Work to be completed: Pick up the report below on Canadian County employee pay raises and continue it from its last sentence.

Extract to read:
■ ■ ■ ■ ■ ■ ■
By SHANE SMITH
For The Yukon Review
Canadian County officials say nothing is more important than the well-being of their employees. Some of those workers could soon get a raise.
At Wednesay’s budget meeting, the commissioners, Sheriff Chris West and other officials praised the way employees have handled the COVID-19 crisis.
They applauded them for their patience, the extra work they’ve put in over the summer and their willingness to serve the public in the midst of a pandemic.
With the county having more money in the budget this year, the question of what should be done with it was discussed at length.
Commissioners had a decision to make — should the extra money be used for county improvements, or should a portion be used for pay raises?
District 2 Commis-sioner David Anderson said county employees deserved a good paycheck, calling them “our most valuable asset.”
At first, he questioned whether it might be wiser to put the money into capital improvements, citing 2020’s declining sales tax revenues.
■ ■ ■ ■ ■ ■ ■
Data shown:
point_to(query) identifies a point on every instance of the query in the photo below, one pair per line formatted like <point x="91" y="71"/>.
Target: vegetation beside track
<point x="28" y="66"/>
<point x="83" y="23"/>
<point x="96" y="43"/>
■ ■ ■ ■ ■ ■ ■
Result for this exercise:
He then said he didn’t want to be the “voice of dissent.”
The commissioners later voted to approve the raises.
“While I think capital (improvement) is important, nothing is more important than those we employ,” West said.
County Assessor Matt Wehmuller, speaking via phone conference, agreed with West.
He said employees deserved to be treated well, especially for continuing to work during a public health crisis.
Employees will receive a 3 percent merit raise. However, Commission Chairman Marc Hader said that it’s not across the board.
Raises will be at the discretion of the bosses; some employees may get a 2 percent raise, and others may get 4 percent.
Hader later clarified that the capital improvement budget entails projects such as renovating county buildings like the courthouse and jail.
He said the buildings need work due to their age.
West also lauded the way his staff has handled the pandemic.
“I think we’ve all dealt with this thing pretty successfully, checking temps and following Centers for Disease Control and Prevention guidelines.”
West stressed that jails aren’t designed for quarantine, but said his deputies and jailers have brought stability to a difficult situation.
Like practically every other organization in the country, the sheriff’s department has had to do battle with the virus.
A month ago, 24 inmates tested positive.
Hader also applauded the sheriff’s office
“Kudos to you guys for being able to manage that,” he said.
Another decision was made to give $94,000 to the Cardinal Point Family Justice Center.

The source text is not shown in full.